**THE PROBLEM:**
Every record must come back exactly as given.

**INPUT FOR THIS TASK:**
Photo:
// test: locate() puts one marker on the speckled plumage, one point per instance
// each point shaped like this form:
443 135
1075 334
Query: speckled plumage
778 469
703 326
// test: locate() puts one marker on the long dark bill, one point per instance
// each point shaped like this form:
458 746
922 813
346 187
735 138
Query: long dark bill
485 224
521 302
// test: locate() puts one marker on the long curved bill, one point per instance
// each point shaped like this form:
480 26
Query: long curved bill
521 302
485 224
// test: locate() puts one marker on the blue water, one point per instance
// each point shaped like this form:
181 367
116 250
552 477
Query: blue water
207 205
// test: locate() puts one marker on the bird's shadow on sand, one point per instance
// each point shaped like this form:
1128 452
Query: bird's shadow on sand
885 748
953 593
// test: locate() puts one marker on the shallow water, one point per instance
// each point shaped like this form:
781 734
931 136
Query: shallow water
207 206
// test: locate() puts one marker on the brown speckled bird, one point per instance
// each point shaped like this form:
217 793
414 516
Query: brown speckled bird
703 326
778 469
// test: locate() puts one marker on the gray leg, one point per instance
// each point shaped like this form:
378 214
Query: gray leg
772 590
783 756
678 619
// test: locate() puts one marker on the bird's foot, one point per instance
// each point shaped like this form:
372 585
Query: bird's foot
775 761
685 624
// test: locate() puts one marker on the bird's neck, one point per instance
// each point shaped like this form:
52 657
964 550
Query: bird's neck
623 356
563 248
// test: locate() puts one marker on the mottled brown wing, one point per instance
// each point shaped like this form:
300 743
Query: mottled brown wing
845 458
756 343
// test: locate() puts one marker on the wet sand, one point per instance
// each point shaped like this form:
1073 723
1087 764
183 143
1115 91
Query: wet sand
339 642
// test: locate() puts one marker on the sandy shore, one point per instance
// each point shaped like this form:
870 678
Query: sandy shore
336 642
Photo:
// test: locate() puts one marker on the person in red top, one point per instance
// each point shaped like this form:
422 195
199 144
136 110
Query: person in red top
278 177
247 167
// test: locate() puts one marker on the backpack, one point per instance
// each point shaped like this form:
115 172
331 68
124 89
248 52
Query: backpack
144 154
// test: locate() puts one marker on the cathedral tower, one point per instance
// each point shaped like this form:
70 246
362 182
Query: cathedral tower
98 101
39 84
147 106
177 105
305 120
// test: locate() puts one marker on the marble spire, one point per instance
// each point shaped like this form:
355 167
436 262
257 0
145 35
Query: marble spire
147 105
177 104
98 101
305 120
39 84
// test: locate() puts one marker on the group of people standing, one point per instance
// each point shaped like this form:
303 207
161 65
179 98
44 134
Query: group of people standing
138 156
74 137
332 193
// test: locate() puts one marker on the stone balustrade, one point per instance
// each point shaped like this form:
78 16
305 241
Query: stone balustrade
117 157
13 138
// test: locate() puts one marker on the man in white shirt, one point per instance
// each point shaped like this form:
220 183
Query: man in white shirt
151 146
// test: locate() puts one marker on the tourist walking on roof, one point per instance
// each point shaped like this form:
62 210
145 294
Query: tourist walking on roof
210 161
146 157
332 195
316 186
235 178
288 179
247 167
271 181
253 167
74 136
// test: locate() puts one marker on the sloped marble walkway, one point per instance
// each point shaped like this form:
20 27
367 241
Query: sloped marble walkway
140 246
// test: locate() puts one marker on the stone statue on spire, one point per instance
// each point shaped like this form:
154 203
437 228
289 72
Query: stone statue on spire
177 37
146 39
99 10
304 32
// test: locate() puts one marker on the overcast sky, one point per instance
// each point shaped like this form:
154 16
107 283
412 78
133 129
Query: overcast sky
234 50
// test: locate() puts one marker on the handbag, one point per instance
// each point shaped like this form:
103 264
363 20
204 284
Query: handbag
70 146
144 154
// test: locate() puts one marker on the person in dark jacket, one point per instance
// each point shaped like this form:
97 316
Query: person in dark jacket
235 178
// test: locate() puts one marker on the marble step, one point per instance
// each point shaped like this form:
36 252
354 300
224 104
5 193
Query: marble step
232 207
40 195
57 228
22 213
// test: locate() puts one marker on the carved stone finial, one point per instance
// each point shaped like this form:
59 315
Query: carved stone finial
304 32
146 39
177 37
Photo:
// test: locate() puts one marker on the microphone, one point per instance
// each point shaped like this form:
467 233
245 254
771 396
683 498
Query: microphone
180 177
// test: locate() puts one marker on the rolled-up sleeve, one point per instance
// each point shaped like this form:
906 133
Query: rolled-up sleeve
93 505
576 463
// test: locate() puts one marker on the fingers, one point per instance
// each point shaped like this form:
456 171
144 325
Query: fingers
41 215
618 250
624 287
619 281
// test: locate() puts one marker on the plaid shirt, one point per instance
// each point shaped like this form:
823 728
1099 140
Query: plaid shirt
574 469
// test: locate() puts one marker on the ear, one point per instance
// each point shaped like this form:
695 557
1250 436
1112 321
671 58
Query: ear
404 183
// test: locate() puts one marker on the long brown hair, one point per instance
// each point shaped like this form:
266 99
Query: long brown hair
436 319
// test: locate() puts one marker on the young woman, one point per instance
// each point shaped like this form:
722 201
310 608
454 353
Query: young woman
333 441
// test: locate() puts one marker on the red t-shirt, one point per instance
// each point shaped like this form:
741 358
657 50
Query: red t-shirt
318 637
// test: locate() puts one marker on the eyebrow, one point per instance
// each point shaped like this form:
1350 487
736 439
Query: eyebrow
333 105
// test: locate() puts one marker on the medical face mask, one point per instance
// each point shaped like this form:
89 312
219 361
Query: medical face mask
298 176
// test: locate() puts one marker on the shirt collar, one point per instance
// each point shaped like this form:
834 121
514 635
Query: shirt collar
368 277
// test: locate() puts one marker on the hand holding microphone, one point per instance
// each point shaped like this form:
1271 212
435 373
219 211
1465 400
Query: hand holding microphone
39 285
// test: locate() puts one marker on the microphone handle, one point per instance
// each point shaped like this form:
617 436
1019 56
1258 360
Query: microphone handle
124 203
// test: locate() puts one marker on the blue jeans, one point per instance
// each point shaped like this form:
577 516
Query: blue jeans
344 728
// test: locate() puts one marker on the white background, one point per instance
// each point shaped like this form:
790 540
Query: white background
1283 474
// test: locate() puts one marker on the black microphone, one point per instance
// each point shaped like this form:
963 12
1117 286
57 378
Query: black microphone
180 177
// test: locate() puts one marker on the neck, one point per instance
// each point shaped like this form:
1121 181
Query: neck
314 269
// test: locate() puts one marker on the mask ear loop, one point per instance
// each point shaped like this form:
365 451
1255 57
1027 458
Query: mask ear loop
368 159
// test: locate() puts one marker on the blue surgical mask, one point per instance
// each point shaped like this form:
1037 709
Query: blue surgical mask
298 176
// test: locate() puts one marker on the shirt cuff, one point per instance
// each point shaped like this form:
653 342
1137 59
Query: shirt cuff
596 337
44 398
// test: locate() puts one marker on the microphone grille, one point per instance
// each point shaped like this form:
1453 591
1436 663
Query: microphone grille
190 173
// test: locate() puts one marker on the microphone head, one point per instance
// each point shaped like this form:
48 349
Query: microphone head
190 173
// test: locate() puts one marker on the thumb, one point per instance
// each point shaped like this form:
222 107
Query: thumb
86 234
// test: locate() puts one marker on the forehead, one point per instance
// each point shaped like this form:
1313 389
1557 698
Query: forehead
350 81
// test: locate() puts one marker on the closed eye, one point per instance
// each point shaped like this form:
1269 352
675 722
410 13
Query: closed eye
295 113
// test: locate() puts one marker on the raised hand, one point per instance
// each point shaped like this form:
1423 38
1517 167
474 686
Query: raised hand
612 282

**WRITTEN SOLUTION:**
Photo:
// test: locate() puts one marker on the speckled plumage, one point per instance
// each point shaped like this form:
443 135
1075 334
Query: speckled plumage
778 469
703 326
// test: locate() puts one marker on the long dark bill, one point per instance
// each point shaped like this form:
458 746
922 813
346 187
735 138
Query: long dark bill
485 224
521 302
// test: locate() puts one marker on the long curved bill, one point per instance
// each point shaped like this form:
480 26
Query: long curved bill
521 302
485 224
// test: locate() puts one marker on the blue water, one point per instance
// each point shaped like this form:
181 367
116 250
552 477
Query: blue water
207 205
// test: locate() puts one marker on the bird's shadow on sand, one point per instance
// each point shaped like this form:
1128 452
Query: bird's shadow on sand
885 748
953 593
// test: locate() puts one marker on the shallow water, one point per instance
// each point shaped like this form:
781 734
931 136
Query: shallow water
207 206
// test: locate() puts one marker on the brown speckled bird, one point per instance
// each point shaped like this form:
217 793
414 516
Query: brown speckled bird
703 326
778 469
// test: locate() puts one marker on the gray leg, one point per instance
// each point shaped like this form:
378 214
Query: gray leg
772 590
783 756
678 619
// test: locate() puts one marker on the bird's foot, one point per instance
// each point shaped like this form:
372 585
Query: bird's foot
775 761
685 624
// test: locate() puts one marker on the bird's neck, one point per instance
// each point shaped like this form:
52 657
964 550
Query: bird's neck
623 356
563 248
// test: locate() puts one marker on the mottled brown wing, one point per instance
// each point shaped like this form:
300 743
Query: mottled brown wing
845 458
756 343
// test: locate() puts one marker on the wet sand, one point per instance
// each point shaped like this form:
1073 723
1087 764
183 143
1115 91
Query: wet sand
339 642
// test: locate() puts one marker on the sandy shore, one point per instance
// each point shaped like this form:
870 678
Query: sandy shore
336 642
Photo:
// test: locate() puts one marker on the person in red top, one point per instance
// each point shaped like this form:
422 195
199 144
136 110
Query: person in red top
278 177
247 167
// test: locate() puts one marker on the backpack, one point per instance
// each point shaped like this form:
115 172
331 68
124 89
248 52
Query: backpack
144 154
// test: locate() puts one marker on the cathedral tower, one point per instance
// each point shaped like this form:
70 246
362 182
Query: cathedral tower
98 101
39 84
147 106
177 105
305 120
// test: locate() puts one marker on the marble spire, one point per instance
// each point shaped like this form:
355 167
436 262
257 0
145 35
Query: marble spire
147 105
177 104
98 101
305 120
39 84
// test: locate() puts one marker on the group of people standing, one point per instance
// each point shaped like this form:
303 207
161 65
179 98
44 134
Query: group of people standing
138 156
74 137
332 193
// test: locate() puts one marker on the stone balustrade, one point per instance
// each point shaped like this form:
78 16
305 241
Query: stone balustrade
117 157
13 138
// test: locate() puts one marker on the man in white shirt, one point per instance
// each point shaped like this form:
220 183
Query: man in white shirt
151 146
// test: locate() puts one marker on the tourist walking on roof, one point per instance
// each point shaped like this form:
62 210
145 294
Query: tourist walking on roof
210 161
146 157
332 195
316 186
235 178
288 179
247 167
271 181
253 167
74 136
// test: locate() puts one marker on the sloped marble walkway, one point per instance
// each point shaped like this form:
20 27
367 241
Query: sloped marble walkway
140 246
// test: locate() puts one marker on the stone statue on spire, one point per instance
// each point shaped like this form:
154 203
437 228
289 72
Query: stone statue on spire
177 37
146 39
99 10
304 32
// test: locate() puts one marker on the overcast sky, one point per instance
// each point shaped like this form:
154 16
107 283
412 78
133 129
Query: overcast sky
234 50
// test: locate() puts one marker on the handbag, one point per instance
// each point shaped like this form:
103 264
363 20
204 284
Query: handbag
70 146
144 154
// test: locate() puts one marker on the person in dark jacket, one point per instance
// each point shaped like this form:
97 316
Query: person in dark jacket
235 178
// test: locate() puts one marker on the marble step, one point per instance
// each point shaped like this form:
36 252
354 300
224 104
5 193
Query: marble step
232 207
40 195
57 228
22 213
// test: locate() puts one marker on the carved stone finial, one point per instance
// each point shaped like this form:
59 315
Query: carved stone finial
304 32
146 39
177 37
Photo:
// test: locate() puts one marker on the microphone, one point per instance
// each point shaped like this form:
467 233
245 254
771 396
683 498
Query: microphone
180 177
// test: locate() puts one marker on the rolled-up sleeve, one point per instance
// each point shaped like this form:
906 133
Query: rolled-up sleeve
93 505
576 463
// test: locate() puts one marker on the fingers, one point per instance
// each point shaped like this form:
456 171
144 325
Query: fingers
41 215
618 250
624 287
619 281
// test: locate() puts one marker on the plaid shirt, one point per instance
// each point shaped like this form:
823 728
1099 140
Query: plaid shirt
574 469
// test: locate() puts one marker on the ear, one point per instance
// each point shaped like this form:
695 557
1250 436
1112 321
671 58
Query: ear
404 183
// test: locate() puts one marker on the long brown hair, one point per instance
// each point shaped like this form:
266 99
Query: long brown hair
436 319
// test: locate() puts one marker on the young woman, one point per instance
// each point shaped like this form:
722 201
310 608
454 353
Query: young woman
333 441
// test: locate() puts one marker on the red t-shirt, one point per instance
// each point shaped like this form:
741 358
657 50
Query: red t-shirt
318 637
// test: locate() puts one marker on the eyebrow, one point per instance
// each point shaped like this form:
1350 487
736 439
Query: eyebrow
333 105
// test: locate() puts one marker on the medical face mask, one point per instance
// each point shaped like this form:
89 312
219 361
Query: medical face mask
298 176
// test: locate() puts one marker on the shirt collar, one point per instance
// each point shaped like this form:
834 121
514 635
Query: shirt collar
368 277
// test: locate() puts one marker on the hand holding microphone, one point per instance
// each point shaped like this form:
1271 212
435 373
219 211
1465 400
Query: hand holding microphone
39 285
// test: locate() puts one marker on the microphone handle, one point per instance
// each point shaped like this form:
617 436
1019 56
1258 360
Query: microphone handle
124 203
// test: locate() puts one marker on the blue jeans, one point per instance
// each point shaped like this form:
577 516
Query: blue jeans
344 728
// test: locate() puts one marker on the white background, one point per instance
// each point shaped like this form:
790 540
Query: white background
1283 474
// test: locate() puts one marker on the black microphone, one point per instance
// each point shaped like this form:
963 12
1117 286
57 378
Query: black microphone
180 177
// test: locate() puts one marker on the neck, one point per instance
// each point shaped like this form:
1121 181
Query: neck
314 269
// test: locate() puts one marker on the mask ear loop, one point per instance
// each point shaped like this form:
365 451
1255 57
1027 458
Query: mask ear loop
368 159
// test: locate() puts one marker on the blue surgical mask, one point per instance
// each point shaped like this form:
1037 709
Query: blue surgical mask
298 176
// test: locate() puts one marker on the shirt cuff, one point per instance
// each point shaped like this form:
653 342
1137 59
Query: shirt cuff
596 337
44 398
// test: locate() puts one marker on the microphone grille, one point per instance
// each point shaped like this form:
1453 591
1436 663
Query: microphone grille
190 173
// test: locate() puts one marker on the microphone head, one point per instance
// each point shaped like this form:
48 349
Query: microphone head
190 173
// test: locate() puts one marker on the thumb, one point per instance
// each point shaped like this form:
222 107
Query: thumb
86 234
// test: locate() puts one marker on the forehead, one point per instance
// each point shaped like this form:
1313 389
1557 698
Query: forehead
350 81
// test: locate() puts one marker on the closed eye, one point per instance
// each point shaped like this form:
1269 352
675 722
410 13
Query: closed eye
295 113
// test: locate() puts one marker on the raised hand, one point per instance
// each point shaped like this form:
1423 38
1517 167
474 686
Query: raised hand
612 282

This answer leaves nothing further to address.